*TASK DESCRIPTION:* Please reproduce all of the data below exactly, leaving each picture out.

*STORED DATA:*

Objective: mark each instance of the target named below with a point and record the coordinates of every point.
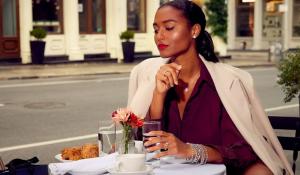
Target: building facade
(258, 24)
(76, 28)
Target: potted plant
(289, 75)
(37, 46)
(127, 45)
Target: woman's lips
(162, 46)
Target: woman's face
(173, 35)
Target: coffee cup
(131, 162)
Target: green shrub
(127, 35)
(38, 33)
(289, 74)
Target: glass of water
(147, 127)
(107, 136)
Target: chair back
(288, 142)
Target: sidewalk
(10, 72)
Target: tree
(289, 75)
(216, 11)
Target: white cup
(139, 146)
(131, 162)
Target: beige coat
(236, 91)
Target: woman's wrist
(159, 93)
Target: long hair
(194, 15)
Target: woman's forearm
(156, 107)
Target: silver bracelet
(199, 156)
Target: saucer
(173, 160)
(115, 171)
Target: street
(39, 117)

*REPLY:*
Objective: mark each instance of the target named below with a point and record the coordinates of every point.
Target: building facade
(258, 24)
(76, 28)
Target: potted plant
(289, 75)
(37, 46)
(127, 45)
Target: woman's lips
(162, 46)
Target: woman's face
(173, 35)
Target: coffee cup
(131, 162)
Target: green shrub
(127, 35)
(38, 33)
(289, 74)
Target: glass of water
(147, 127)
(107, 136)
Target: chair back
(288, 142)
Target: sidewalk
(10, 72)
Target: tree
(289, 75)
(216, 11)
Target: white cup
(139, 146)
(131, 162)
Target: beige coat
(236, 91)
Target: woman's wrist
(159, 93)
Target: long hair
(194, 15)
Target: woman's forearm
(156, 107)
Target: silver bracelet
(199, 156)
Target: saucer
(173, 160)
(115, 171)
Target: street
(39, 117)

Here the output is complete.